EXERCISE TASK:
Restate the full set of records exactly, without adding or dropping a word.

(Coordinate annotation records)
-------------------------

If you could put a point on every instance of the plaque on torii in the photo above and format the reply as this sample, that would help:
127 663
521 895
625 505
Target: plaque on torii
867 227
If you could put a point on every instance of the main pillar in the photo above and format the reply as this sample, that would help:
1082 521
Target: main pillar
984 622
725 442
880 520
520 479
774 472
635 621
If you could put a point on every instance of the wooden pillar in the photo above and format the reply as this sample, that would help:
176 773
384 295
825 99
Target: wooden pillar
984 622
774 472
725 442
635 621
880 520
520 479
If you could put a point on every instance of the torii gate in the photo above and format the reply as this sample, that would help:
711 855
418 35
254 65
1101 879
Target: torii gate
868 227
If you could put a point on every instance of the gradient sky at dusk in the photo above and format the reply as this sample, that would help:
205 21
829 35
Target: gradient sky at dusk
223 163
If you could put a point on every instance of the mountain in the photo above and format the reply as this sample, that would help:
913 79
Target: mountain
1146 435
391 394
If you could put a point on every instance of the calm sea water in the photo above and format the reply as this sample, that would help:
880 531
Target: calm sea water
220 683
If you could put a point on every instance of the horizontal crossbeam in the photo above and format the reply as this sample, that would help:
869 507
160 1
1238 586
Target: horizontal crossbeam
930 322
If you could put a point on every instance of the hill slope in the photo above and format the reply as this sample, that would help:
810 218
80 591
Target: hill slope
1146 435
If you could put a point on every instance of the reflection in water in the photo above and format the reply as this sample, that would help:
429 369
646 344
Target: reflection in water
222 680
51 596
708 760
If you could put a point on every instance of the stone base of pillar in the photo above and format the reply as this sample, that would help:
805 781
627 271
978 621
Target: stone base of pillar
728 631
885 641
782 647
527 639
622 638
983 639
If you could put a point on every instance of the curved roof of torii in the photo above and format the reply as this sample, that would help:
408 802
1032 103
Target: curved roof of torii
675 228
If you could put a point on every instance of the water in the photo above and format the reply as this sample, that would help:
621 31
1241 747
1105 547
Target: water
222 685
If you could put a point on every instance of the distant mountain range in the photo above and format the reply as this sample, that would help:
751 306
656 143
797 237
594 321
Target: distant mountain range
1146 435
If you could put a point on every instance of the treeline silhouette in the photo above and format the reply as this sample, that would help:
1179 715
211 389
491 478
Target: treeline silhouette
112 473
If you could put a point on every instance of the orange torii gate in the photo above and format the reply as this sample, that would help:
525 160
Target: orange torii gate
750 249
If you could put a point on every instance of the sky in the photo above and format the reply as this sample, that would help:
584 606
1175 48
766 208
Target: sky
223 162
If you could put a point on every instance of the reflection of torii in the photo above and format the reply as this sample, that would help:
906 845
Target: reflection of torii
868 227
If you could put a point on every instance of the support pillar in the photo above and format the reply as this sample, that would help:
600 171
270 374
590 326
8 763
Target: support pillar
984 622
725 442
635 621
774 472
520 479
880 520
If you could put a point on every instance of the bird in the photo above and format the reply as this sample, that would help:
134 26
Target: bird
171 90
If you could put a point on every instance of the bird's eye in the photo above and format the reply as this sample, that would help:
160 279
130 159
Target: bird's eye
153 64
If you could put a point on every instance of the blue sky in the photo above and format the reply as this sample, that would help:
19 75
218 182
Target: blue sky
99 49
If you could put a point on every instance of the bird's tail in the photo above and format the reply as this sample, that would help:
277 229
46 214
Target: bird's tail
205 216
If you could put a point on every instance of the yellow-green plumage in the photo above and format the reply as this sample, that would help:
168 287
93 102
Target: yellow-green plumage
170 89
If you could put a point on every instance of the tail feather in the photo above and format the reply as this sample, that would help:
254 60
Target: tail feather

-------------------------

RESULT BELOW:
If you could put a point on every instance of the plaque on torii in the photo above and format the reply as this sample, that would help:
127 663
521 895
625 505
Target: plaque on torii
867 227
If you could put a point on every instance of the main pillar in the photo above and format the reply as this sample, that would help:
1082 521
Target: main pillar
984 622
725 442
880 520
520 479
774 472
635 621
If you could put a point on every instance of the wooden pillar in the photo above and format the reply as this sample, that would help:
176 773
384 295
825 99
Target: wooden pillar
984 622
774 472
725 442
635 621
880 520
520 479
If you could put a point on every instance of the torii gate in the photo above and format the reply as this sample, that would help:
711 855
418 35
254 65
1101 879
Target: torii gate
868 227
If you could put a point on every instance of the gradient sky at dusk in the photo above and format the reply as this sample, that would help:
205 21
829 35
Target: gradient sky at dusk
223 163
If you could put a point on every instance of the mountain in the photo above and format the reply as this sample, that would help:
913 79
Target: mountain
1146 435
391 394
If you could put a point on every instance of the calm sea water in the photo above and format the reply as this sample, that would help:
880 531
Target: calm sea water
220 683
If you could put a point on every instance of the horizontal crossbeam in the photo above and format the reply as this sample, that would help:
869 507
160 1
1238 586
Target: horizontal crossbeam
930 322
If you could put a point on every instance of the hill slope in the photo above and format the reply as this sample, that would help:
810 218
80 591
Target: hill slope
1146 435
If you could put a point on every instance of the reflection in water in the photo above and format the reply as this sample, that would help:
429 369
646 344
Target: reflection in water
222 680
51 596
708 760
If you could put a point on every instance of the stone base of pillar in the photo above and format the reply as this sample, that would help:
805 781
627 271
978 621
Target: stone base of pillar
728 631
885 641
782 647
527 639
622 638
983 639
If you could put a point on every instance of the curved roof of torii in the photo above and format the reply as this sample, that would help:
408 802
1032 103
Target: curved roof of torii
675 228
If you could put a point on every instance of the water in the photo above and format the reply as this sample, that would help:
621 31
1241 747
1105 547
Target: water
222 685
If you could put a point on every instance of the distant mountain range in the photo above and format the reply as this sample, that would help:
751 306
656 143
797 237
594 321
Target: distant mountain range
1146 435
If you could put a point on every instance of the treeline silhouette in the photo above and format the reply as this sample, that would help:
1179 715
211 389
491 478
Target: treeline silhouette
112 473
If you could put a point on every instance of the orange torii gate in the photo above and format the reply as this sample, that would help:
525 160
Target: orange torii gate
750 249
If you could put a point on every instance of the sky in the photo above and format the reply as this sample, that would help:
584 606
1175 48
766 208
Target: sky
223 162
If you could put a point on every instance of the reflection of torii in the photo above and format the reply as this sample, that would help:
906 845
Target: reflection of torii
868 227
If you could put a point on every instance of the support pillar in the photo above and format the reply as this sample, that would help:
600 171
270 374
590 326
8 763
Target: support pillar
984 622
725 442
635 621
774 472
520 479
880 520
If you could put a point on every instance of the bird in the photo above and format the reply as this sample, that would help:
134 26
Target: bird
171 90
If you could put a point on every instance of the bird's eye in the photo above and format the reply as this sample, that would help:
160 279
130 159
Target: bird's eye
153 64
If you could put a point on every instance of the blue sky in the photo above and format the reply as this sample, that would help:
19 75
218 182
Target: blue sky
99 49
If you could put a point on every instance of the bird's tail in the photo above and format the reply as this sample, that would help:
277 229
46 214
Target: bird's tail
205 216
If you could put a point on every instance of the yellow-green plumage in the photo above and format the reply as this sample, that would help:
168 287
93 102
Target: yellow-green plumage
170 89
If you could put a point on every instance of the tail feather in the photo above and format the reply as this sample, that would help:
254 60
Target: tail feather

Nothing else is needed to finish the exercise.